::: Verilen Metin :::

ROMANIN adı; ‘Kanıt, tanık, bilirkişi, Amigdala Unutmaz 2’, yazarı; Prof. Dr. Sabiha Paktuna Keskin, konu, ‘Bir hastanın özel anıları’, mağdur, doktorun 7 yıllık hastası Nermin Akyıldız. X Doktor, Robert Kolej mezunu. Cerrahpaşa Tıp Fakültesi’nde Pediatrik Nörolog ve yazar. Yazdığı kitabın ana teması, hastası Nermin Akyıldız’ın özel hayatı ve mahrem bilgileri ki; cinsel hayatı da içinde.

:::

*Yapılacak Görevler:*
A - Verilen metne göre romanın yazarı kimdir?
B - Verilen metindeki "ROMANIN adı; ‘Kanıt, tanık, bilirkişi, Amigdala" ifadesinden başlayıp "hayatı da içinde." ifadesi de dahil olmak üzere o kısmı harfi harfine aktarın.
C - Verilen metinde "ROMANIN adı" diye başlayan paragrafı, ana bilgileri koruyarak madde listesi olarak yeniden yazın.

::: Veriler :::

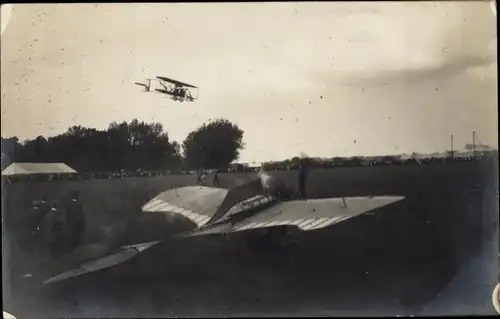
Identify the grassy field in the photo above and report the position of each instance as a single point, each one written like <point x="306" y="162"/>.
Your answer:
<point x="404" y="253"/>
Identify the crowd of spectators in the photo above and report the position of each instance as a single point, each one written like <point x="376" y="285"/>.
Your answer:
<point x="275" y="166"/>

:::
::: Veriler :::

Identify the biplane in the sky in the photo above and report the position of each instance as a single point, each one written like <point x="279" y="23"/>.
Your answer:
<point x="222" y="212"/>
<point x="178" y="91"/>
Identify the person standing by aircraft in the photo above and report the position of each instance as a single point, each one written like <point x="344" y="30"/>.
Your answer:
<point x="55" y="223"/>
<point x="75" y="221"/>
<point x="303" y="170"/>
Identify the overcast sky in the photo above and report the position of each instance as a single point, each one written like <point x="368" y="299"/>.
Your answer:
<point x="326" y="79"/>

:::

*Görev Çözümleri:*
A - Prof. Dr. Sabiha Paktuna Keskin.

B -
ROMANIN adı; ‘Kanıt, tanık, bilirkişi, Amigdala Unutmaz 2’, yazarı; Prof. Dr. Sabiha Paktuna Keskin, konu, ‘Bir hastanın özel anıları’, mağdur, doktorun 7 yıllık hastası Nermin Akyıldız. X Doktor, Robert Kolej mezunu. Cerrahpaşa Tıp Fakültesi’nde Pediatrik Nörolog ve yazar. Yazdığı kitabın ana teması, hastası Nermin Akyıldız’ın özel hayatı ve mahrem bilgileri ki; cinsel hayatı da içinde.

C -
- Roman: "Kanıt, tanık, bilirkişi, Amigdala Unutmaz 2"
- Yazar: Prof. Dr. Sabiha Paktuna Keskin
- Konu: Bir hastanın özel anıları
- Mağdur: Doktorun 7 yıllık hastası Nermin Akyıldız
- Doktor: Robert Kolej mezunu, Cerrahpaşa Tıp Fakültesi'nde pediatrik nörolog ve yazar
- Kitabın ana teması: Nermin Akyıldız'ın cinsel hayatı da dahil olmak üzere özel hayatı ve mahrem bilgileri